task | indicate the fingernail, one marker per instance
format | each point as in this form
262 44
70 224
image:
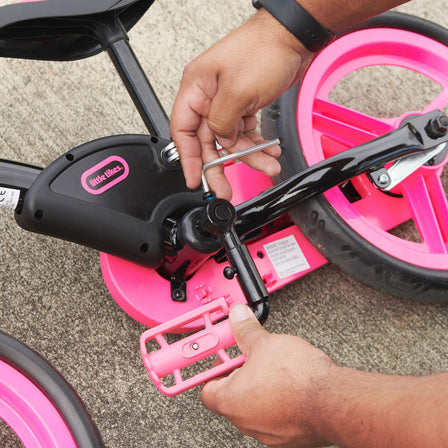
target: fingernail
240 313
225 142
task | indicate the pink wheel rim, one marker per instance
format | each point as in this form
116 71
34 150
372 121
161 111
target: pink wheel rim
29 413
325 128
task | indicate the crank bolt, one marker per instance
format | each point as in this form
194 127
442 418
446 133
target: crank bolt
229 273
437 127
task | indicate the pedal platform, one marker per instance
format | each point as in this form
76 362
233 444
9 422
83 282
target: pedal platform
186 354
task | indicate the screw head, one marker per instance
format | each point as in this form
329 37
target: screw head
383 179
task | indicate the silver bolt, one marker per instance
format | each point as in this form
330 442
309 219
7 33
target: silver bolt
170 154
383 179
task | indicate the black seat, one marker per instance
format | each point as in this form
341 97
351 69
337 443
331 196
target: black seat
61 30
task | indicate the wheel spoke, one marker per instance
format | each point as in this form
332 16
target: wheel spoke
345 127
429 207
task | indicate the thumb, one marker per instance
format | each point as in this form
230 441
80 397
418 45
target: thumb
246 328
226 111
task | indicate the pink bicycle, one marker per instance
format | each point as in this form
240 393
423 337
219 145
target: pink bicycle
366 193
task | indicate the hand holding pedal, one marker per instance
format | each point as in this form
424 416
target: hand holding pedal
170 359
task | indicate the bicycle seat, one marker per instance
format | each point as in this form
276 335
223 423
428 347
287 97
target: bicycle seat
61 30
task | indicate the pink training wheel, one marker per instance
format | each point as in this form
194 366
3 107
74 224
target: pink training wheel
37 403
357 226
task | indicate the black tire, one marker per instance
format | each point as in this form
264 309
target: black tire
55 388
319 222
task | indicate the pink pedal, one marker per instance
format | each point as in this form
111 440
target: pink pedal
170 359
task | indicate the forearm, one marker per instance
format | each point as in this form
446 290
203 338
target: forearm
337 15
354 409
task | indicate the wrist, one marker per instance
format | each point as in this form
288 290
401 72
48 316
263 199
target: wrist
299 22
285 38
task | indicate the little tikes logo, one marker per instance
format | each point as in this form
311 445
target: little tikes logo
105 175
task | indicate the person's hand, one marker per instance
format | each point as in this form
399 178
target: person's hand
223 89
272 396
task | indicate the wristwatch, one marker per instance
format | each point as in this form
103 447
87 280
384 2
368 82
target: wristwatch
298 21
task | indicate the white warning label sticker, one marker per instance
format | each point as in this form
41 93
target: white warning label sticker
286 256
9 198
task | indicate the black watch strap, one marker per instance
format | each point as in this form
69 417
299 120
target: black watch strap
299 22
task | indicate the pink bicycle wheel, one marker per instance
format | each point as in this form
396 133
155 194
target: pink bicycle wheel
395 242
37 403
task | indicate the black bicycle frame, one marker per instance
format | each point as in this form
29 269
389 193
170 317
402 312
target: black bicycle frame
415 136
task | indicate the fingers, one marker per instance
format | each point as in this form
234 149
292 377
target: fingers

________

Put every line of the listing above into a JSON list of strings, with one string per line. Skip blank lines and leave the pictures out.

» **Result of the exercise**:
[
  "task | indicate the fingernail, one marker per instance",
  "format | each point as in this form",
  "262 44",
  "70 224",
  "image:",
  "target: fingernail",
  "240 313",
  "225 142",
  "task | indicate the pink wheel rim, one marker per instance",
  "format | each point as in this form",
  "116 71",
  "34 150",
  "372 121",
  "161 111",
  "target: pink wheel rim",
  "29 413",
  "325 128",
  "task | indicate the crank bolt, one marker per instance",
  "format | each point as in this form",
  "194 127",
  "442 418",
  "446 133",
  "target: crank bolt",
  "229 273",
  "437 127",
  "task | indicate the pedal platform, one marker per instance",
  "format | each point as in this form",
  "76 362",
  "233 444",
  "9 422",
  "83 282",
  "target: pedal platform",
  "186 354",
  "task | indicate the screw head, one marker per instance",
  "format | each point as in this form",
  "329 37",
  "target: screw head",
  "383 179",
  "task | indicate the silver bolt, one marker per instance",
  "format | each point as in this form",
  "330 442",
  "309 219",
  "7 33",
  "target: silver bolt",
  "170 154",
  "383 179",
  "task | indicate the black seat, one marker per instance",
  "format | each point as in this form",
  "341 97",
  "351 69",
  "337 443",
  "331 196",
  "target: black seat",
  "61 30",
  "task | indicate the wheel spoke, one marker per instance",
  "format | each point as in this form",
  "332 16",
  "target: wheel spoke",
  "345 127",
  "429 207",
  "task | indicate the thumb, one marker per instance",
  "format | each point as in this form",
  "230 441",
  "80 397",
  "418 45",
  "target: thumb",
  "246 328",
  "226 111",
  "task | indicate the pink bicycle, one marker per instance",
  "format | each point as in this form",
  "240 393",
  "423 337",
  "219 145",
  "target: pink bicycle",
  "366 193",
  "task | indicate the hand holding pedal, one marker per instance",
  "format | each point as in this form",
  "424 416",
  "target: hand holding pedal",
  "170 359",
  "task | indicate the bicycle seat, one marker per instance",
  "format | each point as in this form",
  "276 335",
  "223 423",
  "428 347",
  "287 97",
  "target: bicycle seat",
  "61 30",
  "task | indicate the pink training wheel, one marker per instance",
  "format | each point as in this form",
  "194 366",
  "3 107",
  "74 224",
  "target: pink training wheel",
  "37 403",
  "357 226",
  "task | indicate the black tire, one marker per instance",
  "format | each point as in this form",
  "264 309",
  "target: black tire",
  "55 388",
  "319 222",
  "task | indicate the pink pedal, one marker per instance",
  "format | each point as in this form",
  "111 440",
  "target: pink pedal",
  "170 359",
  "task | indicate the forearm, one marker per instance",
  "format | each point as in this form",
  "446 290",
  "203 338",
  "target: forearm",
  "337 15",
  "354 409",
  "task | indicate the wrist, one marker per instance",
  "format | each point as in this form",
  "288 290",
  "401 72",
  "48 316",
  "263 199",
  "target: wrist",
  "299 22",
  "285 38",
  "task | indicate the little tikes logo, one marker per instance",
  "format | each point as in this form",
  "311 445",
  "target: little tikes logo",
  "105 175",
  "task | indicate the person's hand, one marker per instance",
  "format | each point as in this form",
  "399 178",
  "target: person's hand",
  "223 89",
  "272 396",
  "task | indicate the wristwatch, one marker per instance",
  "format | each point as in this form",
  "103 447",
  "87 280",
  "384 2",
  "368 82",
  "target: wristwatch",
  "298 21",
  "task | indicate the white warning label sticker, one marker per instance",
  "format | each point as in this form",
  "41 93",
  "target: white warning label sticker",
  "286 256",
  "9 198",
  "task | indicate the black watch strap, one marker per instance",
  "format | each point as in this form",
  "69 417",
  "299 120",
  "target: black watch strap",
  "299 22",
  "task | indicate the pink bicycle wheel, one marker per instance",
  "format | each point as in this form",
  "396 133",
  "155 194",
  "target: pink bicycle wheel",
  "395 242",
  "37 403",
  "task | indicate the black bicycle frame, one marker per instance",
  "format | each point as in this form",
  "29 269",
  "389 193",
  "170 317",
  "402 312",
  "target: black bicycle frame",
  "415 136",
  "task | indicate the fingers, one marker per instance",
  "format | each point as in this form",
  "234 149",
  "292 377",
  "target: fingers"
]